- [Data for this exercise]:
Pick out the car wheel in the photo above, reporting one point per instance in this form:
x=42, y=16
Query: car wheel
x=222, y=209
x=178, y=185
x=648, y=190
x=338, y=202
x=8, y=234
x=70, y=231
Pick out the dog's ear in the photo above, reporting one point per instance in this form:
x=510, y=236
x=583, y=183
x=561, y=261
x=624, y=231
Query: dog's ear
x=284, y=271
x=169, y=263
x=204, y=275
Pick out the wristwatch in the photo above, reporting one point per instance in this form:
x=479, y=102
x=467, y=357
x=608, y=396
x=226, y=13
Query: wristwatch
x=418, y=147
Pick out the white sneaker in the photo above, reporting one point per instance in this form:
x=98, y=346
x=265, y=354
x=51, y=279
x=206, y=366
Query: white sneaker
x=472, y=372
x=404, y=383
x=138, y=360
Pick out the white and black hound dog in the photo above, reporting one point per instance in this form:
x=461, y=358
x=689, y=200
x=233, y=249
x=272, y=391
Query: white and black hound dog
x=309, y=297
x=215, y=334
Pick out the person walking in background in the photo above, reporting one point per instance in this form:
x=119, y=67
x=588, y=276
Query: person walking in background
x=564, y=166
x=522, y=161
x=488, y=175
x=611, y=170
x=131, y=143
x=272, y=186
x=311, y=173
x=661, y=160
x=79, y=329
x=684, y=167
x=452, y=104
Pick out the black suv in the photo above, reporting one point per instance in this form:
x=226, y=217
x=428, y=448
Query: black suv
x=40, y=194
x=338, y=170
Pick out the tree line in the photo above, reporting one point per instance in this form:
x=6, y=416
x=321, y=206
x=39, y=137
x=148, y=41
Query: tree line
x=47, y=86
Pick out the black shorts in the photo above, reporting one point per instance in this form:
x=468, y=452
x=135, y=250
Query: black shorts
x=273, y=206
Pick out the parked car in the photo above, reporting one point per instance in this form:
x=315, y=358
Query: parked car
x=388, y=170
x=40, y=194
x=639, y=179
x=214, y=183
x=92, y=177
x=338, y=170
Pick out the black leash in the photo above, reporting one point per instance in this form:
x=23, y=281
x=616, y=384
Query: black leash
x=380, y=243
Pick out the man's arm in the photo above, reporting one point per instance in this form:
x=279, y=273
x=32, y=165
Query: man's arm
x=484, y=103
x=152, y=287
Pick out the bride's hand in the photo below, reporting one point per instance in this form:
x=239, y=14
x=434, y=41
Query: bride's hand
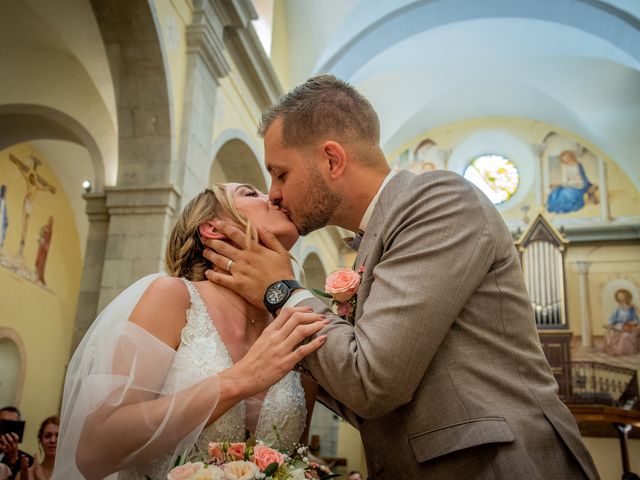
x=278, y=349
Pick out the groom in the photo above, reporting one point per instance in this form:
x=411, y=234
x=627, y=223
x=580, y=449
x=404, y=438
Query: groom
x=441, y=370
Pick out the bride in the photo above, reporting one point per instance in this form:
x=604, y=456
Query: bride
x=175, y=362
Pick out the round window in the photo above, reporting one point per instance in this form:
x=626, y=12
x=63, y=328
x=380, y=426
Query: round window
x=495, y=175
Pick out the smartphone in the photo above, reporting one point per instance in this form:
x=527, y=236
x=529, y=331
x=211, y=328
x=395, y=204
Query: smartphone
x=12, y=426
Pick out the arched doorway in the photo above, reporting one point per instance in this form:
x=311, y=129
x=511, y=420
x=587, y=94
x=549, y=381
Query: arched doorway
x=236, y=162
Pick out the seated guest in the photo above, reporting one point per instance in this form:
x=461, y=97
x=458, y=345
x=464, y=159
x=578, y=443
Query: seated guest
x=48, y=443
x=9, y=452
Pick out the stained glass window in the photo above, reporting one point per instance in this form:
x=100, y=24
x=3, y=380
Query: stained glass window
x=495, y=175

- [Work instructions]: Reproduce all of the lines above word for word, leaving out the pictures.

- [Expected answer]:
Pick out the car wheel in the photo above, reporting one point per instance in this form:
x=42, y=16
Query: car wheel
x=222, y=209
x=178, y=185
x=648, y=190
x=338, y=202
x=8, y=234
x=70, y=231
Pick out the dog's ear in the photo above, reporting one point per instance in this form:
x=510, y=236
x=583, y=183
x=561, y=261
x=624, y=231
Query: dog's ear
x=284, y=271
x=169, y=263
x=204, y=275
Pick out the wristwatch in the photo above, reporting one point per instance in this form:
x=479, y=102
x=467, y=357
x=608, y=396
x=226, y=13
Query: wristwatch
x=418, y=147
Pick out the white sneaker in the photo above, reporting one point per instance in this form:
x=98, y=346
x=265, y=354
x=51, y=279
x=206, y=366
Query: white sneaker
x=472, y=372
x=404, y=383
x=138, y=360
Pick out the white and black hound dog in the photo above, reporting one point per instance in this form:
x=461, y=358
x=689, y=200
x=233, y=249
x=272, y=391
Query: white and black hound dog
x=309, y=297
x=215, y=334
Pick out the person walking in background in the photo above, reporting one point per instance in this form:
x=119, y=67
x=588, y=276
Query: person walking in background
x=564, y=166
x=522, y=161
x=488, y=175
x=611, y=170
x=131, y=143
x=272, y=186
x=311, y=173
x=661, y=160
x=79, y=329
x=684, y=167
x=452, y=104
Pick out the black suv in the photo above, reporting one point per instance in this form:
x=226, y=217
x=428, y=448
Query: black suv
x=40, y=194
x=338, y=170
Pick out the tree line in the photo above, reporting one point per instance in this form:
x=6, y=416
x=321, y=206
x=39, y=137
x=148, y=41
Query: tree line
x=47, y=86
Pick out the black shorts in the photo above, reporting one point per instance in this form:
x=468, y=452
x=135, y=250
Query: black shorts
x=273, y=206
Pick out the parked car in the photo above, reporting one point per instance in this form:
x=315, y=358
Query: parked car
x=388, y=170
x=40, y=194
x=639, y=179
x=214, y=183
x=92, y=177
x=338, y=170
Pick out the black leash in the photo above, reporting one point per instance in this form:
x=23, y=281
x=616, y=384
Query: black leash
x=380, y=243
Pick out the man's arm in the photo above, reporting one point per instance in this form:
x=279, y=273
x=32, y=165
Query: man's arm
x=484, y=103
x=152, y=287
Pick out the bride's hand in the photo below, reporting one point per instance in this form:
x=239, y=14
x=434, y=41
Query: bride's hand
x=278, y=349
Pick out the groom in the photo above, reporting one point per instance in this form:
x=411, y=234
x=627, y=223
x=580, y=449
x=404, y=438
Query: groom
x=441, y=370
Pick out the bride in the photo above, reporting one point per instance in this form:
x=604, y=456
Query: bride
x=175, y=362
Pick out the round window in the photo above, reporting one point per instance in this form:
x=626, y=12
x=63, y=328
x=380, y=426
Query: round window
x=495, y=175
Pick out the smartphone in the photo above, reporting one point per instance in this form:
x=527, y=236
x=529, y=331
x=211, y=328
x=395, y=204
Query: smartphone
x=12, y=426
Pick out the arched doorway in the photo above, reporting one point per instance in this form:
x=311, y=129
x=511, y=420
x=587, y=94
x=549, y=381
Query: arched doorway
x=236, y=162
Pick out the seated guest in the photo above, reporting one point per instance in this form:
x=461, y=97
x=458, y=345
x=464, y=159
x=578, y=443
Query: seated guest
x=48, y=443
x=9, y=452
Pick out the stained glass window in the photo above, reporting one point per instance in this form:
x=100, y=24
x=3, y=380
Query: stained glass window
x=495, y=175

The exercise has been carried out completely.